Natural-language object grounding data:
== Segment start ==
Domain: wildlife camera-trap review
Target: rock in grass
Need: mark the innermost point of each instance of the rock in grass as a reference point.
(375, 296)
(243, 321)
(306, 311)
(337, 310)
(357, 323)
== Segment end ==
• **Work instructions**
Every entry should be retyped exactly as shown.

• **Exercise solution**
Domain: wildlife camera-trap review
Target: rock in grass
Need: mark the innermost point of each instance of the rock in grass as a reference point.
(375, 296)
(243, 321)
(306, 311)
(337, 310)
(357, 323)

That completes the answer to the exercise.